**PROVIDED TEXT:**
From BP to the North Sea, where EnQuest – the largest independent oil producer in the UK sector – will farm out a 35% interest in its Alma and Galia oil field developments to the Kuwait Foreign Petroleum Exploration Company (KUFPEC) subject to regulatory approval. According to sources at law firm Clyde & Co., who are acting as advisers to KUFPEC, the Kuwaitis are to invest a total of approximately US$500 million in cash comprising of up to US$182 million in future contributions for past costs and a development carry for EnQuest, and of KUFPEC's direct share of the development costs.

Away from deals and on to pricing, Brent dropped under US$100 for the first time since October while WTI was also at its lowest since October on the back of less than flattering economic data from the US, India and China along with ongoing bearish sentiments courtesy the Eurozone crisis. In this crudely volatile world, today’s trading makes the thoughts expressed at 2012 Reuters Global Energy & Environment Summit barely two weeks ago seem a shade exaggerated.

At the event, IEA chief economist Fatih Birol said he was worried about high oil prices posing a serious risk putting at stake a potential economic recovery in Europe, US, Japan and China. Some were discussing that oil prices had found a floor in the US$90 to US$95 range. Yet, here we are two weeks later, sliding down with the bears! That’s all for the moment folks! Keep reading, keep it ‘crude’!

© Gaurav Sharma 2012. Photo: TNK-BP Saratov Refinery, Russia © TNK-BP

Tuesday, February 14, 2012

Mr. Gabrielli, an IEA revision & the Kuwaiti situation

This Monday, the crude world bid farewell to Petrobras’ inimitable CEO José Sergio Gabrielli de Azevedo who stepped down from his position having been at the Brazilian major's helm since July 2005. Over his tenure, Petrobras took great strides towards ultradeepwater offshore exploration and made several overseas forays. Rumours had been lurking around since January that Gabrielli was in the twilight of his career at Petrobras following differences with Brazilian President Dilma Rouseff – but both the government and the company strenuously denied it.

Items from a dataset
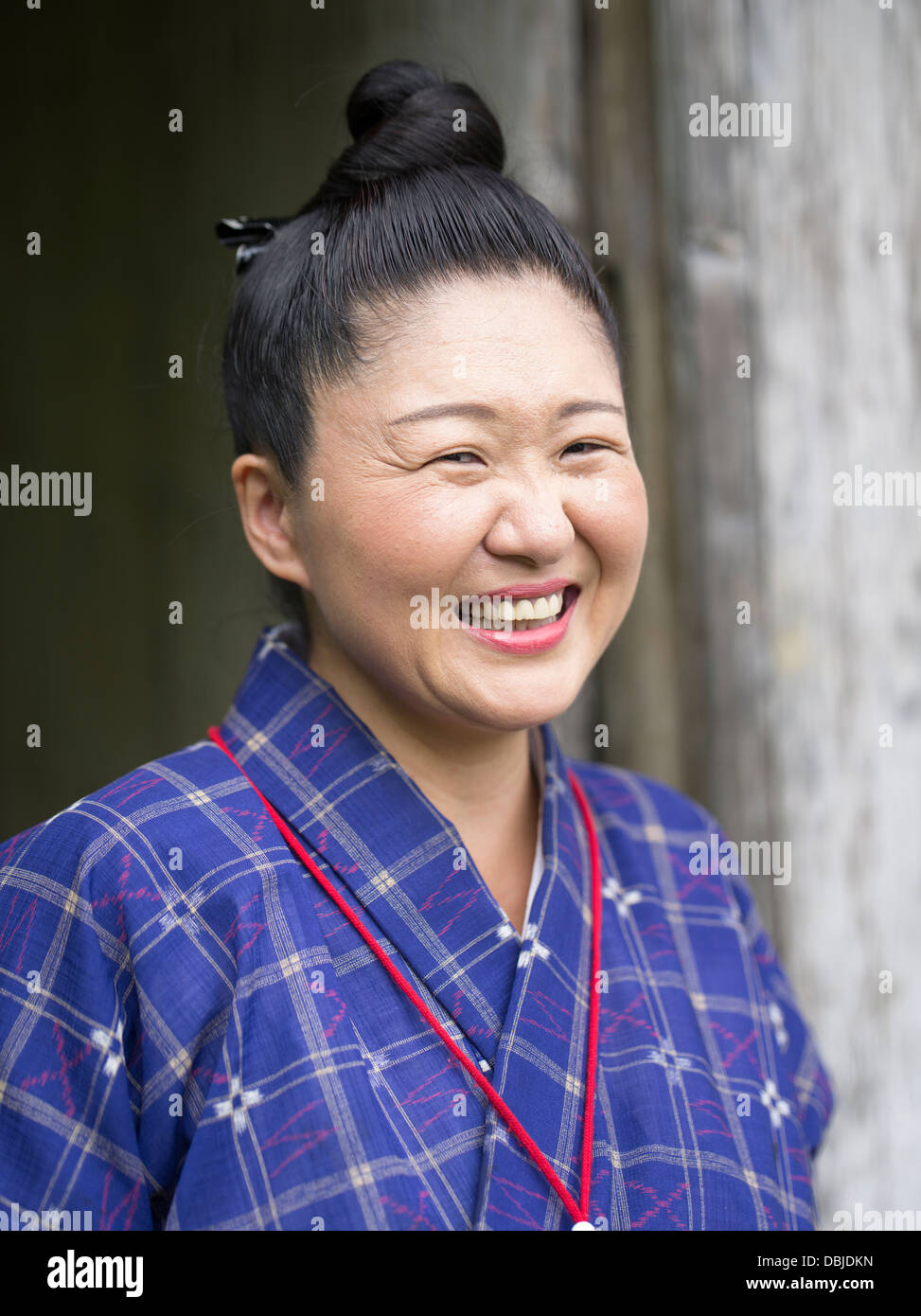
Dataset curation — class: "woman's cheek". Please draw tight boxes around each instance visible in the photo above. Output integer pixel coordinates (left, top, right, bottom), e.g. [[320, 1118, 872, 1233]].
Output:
[[575, 467, 648, 571]]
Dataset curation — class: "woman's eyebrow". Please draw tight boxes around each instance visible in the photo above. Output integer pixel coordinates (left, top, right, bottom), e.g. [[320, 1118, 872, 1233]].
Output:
[[389, 399, 624, 425]]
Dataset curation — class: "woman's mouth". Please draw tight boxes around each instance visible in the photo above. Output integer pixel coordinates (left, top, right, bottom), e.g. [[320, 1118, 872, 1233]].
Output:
[[456, 584, 580, 652]]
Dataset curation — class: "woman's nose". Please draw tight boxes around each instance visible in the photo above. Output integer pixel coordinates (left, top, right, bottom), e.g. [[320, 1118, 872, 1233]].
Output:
[[483, 479, 575, 563]]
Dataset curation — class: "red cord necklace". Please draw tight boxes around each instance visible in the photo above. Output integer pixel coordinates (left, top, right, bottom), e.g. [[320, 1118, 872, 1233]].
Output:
[[208, 726, 601, 1229]]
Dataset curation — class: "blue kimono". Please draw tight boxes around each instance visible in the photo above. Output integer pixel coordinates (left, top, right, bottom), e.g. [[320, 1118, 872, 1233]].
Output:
[[0, 627, 833, 1231]]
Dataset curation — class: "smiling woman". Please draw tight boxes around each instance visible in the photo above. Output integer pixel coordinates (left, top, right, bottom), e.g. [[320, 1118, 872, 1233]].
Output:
[[0, 62, 831, 1231]]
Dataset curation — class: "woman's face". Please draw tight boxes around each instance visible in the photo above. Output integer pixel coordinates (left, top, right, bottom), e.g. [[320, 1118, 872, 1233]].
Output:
[[280, 276, 647, 730]]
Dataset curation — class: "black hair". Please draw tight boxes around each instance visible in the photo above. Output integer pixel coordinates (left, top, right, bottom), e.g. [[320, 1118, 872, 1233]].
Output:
[[222, 60, 621, 651]]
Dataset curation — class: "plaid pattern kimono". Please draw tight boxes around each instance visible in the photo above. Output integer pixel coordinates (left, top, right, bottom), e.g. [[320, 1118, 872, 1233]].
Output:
[[0, 627, 833, 1231]]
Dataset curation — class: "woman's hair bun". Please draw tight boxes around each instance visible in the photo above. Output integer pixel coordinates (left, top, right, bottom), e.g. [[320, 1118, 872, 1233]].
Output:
[[312, 60, 505, 209]]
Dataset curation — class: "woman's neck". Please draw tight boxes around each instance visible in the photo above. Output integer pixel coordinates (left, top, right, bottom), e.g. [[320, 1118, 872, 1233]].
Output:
[[310, 649, 540, 932]]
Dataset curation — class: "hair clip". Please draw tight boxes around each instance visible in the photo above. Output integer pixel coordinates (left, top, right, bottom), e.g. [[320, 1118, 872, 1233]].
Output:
[[215, 215, 288, 274]]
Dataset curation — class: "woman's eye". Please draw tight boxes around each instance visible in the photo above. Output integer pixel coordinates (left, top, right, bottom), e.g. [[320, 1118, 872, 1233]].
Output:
[[564, 438, 608, 455], [434, 453, 480, 466]]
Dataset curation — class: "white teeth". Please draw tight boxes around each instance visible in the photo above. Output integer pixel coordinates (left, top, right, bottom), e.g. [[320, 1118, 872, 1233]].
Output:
[[461, 591, 563, 631]]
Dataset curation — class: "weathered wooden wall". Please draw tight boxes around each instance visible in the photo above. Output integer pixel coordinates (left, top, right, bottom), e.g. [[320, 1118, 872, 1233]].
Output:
[[639, 0, 921, 1228]]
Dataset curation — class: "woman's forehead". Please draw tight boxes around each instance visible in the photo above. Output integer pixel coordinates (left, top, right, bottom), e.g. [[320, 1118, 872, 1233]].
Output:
[[314, 276, 621, 418]]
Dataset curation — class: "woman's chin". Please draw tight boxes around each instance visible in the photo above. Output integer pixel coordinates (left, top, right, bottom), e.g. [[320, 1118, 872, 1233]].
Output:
[[447, 674, 587, 732]]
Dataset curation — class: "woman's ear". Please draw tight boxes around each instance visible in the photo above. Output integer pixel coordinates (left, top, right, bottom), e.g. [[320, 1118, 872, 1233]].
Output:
[[230, 453, 310, 590]]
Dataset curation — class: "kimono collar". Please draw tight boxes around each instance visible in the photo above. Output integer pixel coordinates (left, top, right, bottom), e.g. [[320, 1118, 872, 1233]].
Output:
[[216, 625, 591, 1070]]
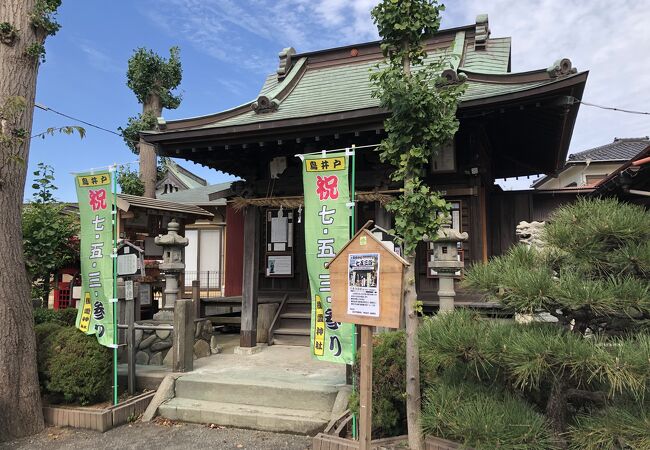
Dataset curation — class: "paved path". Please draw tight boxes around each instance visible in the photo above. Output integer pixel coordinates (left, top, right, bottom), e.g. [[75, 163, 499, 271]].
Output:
[[0, 420, 311, 450]]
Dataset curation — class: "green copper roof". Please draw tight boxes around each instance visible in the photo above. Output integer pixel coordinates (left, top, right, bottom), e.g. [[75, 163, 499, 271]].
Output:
[[157, 24, 575, 134]]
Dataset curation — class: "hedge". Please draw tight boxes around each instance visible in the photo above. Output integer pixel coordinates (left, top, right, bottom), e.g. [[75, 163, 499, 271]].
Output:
[[34, 308, 112, 405]]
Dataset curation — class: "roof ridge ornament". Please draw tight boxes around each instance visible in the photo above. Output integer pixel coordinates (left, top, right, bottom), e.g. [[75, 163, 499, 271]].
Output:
[[277, 47, 296, 81], [546, 58, 578, 78], [251, 95, 280, 114], [474, 14, 490, 50]]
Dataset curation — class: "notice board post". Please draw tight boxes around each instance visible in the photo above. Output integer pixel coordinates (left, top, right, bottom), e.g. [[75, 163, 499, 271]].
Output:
[[328, 222, 408, 450]]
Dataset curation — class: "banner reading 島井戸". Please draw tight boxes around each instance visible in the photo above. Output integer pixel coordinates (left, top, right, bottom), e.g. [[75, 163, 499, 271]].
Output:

**WHAT TO WORK ON:** Summarize the oil industry text in two sentences.

**EXERCISE SOLUTION:** EnQuest will farm out a 35% interest in its Alma and Galia North Sea developments to KUFPEC, subject to regulatory approval, with the Kuwaitis investing approximately US$500 million in cash. Meanwhile, Brent dropped under US$100 and WTI hit its lowest level since October on weak economic data and Eurozone worries, and José Sergio Gabrielli de Azevedo stepped down as Petrobras CEO after leading the company since July 2005.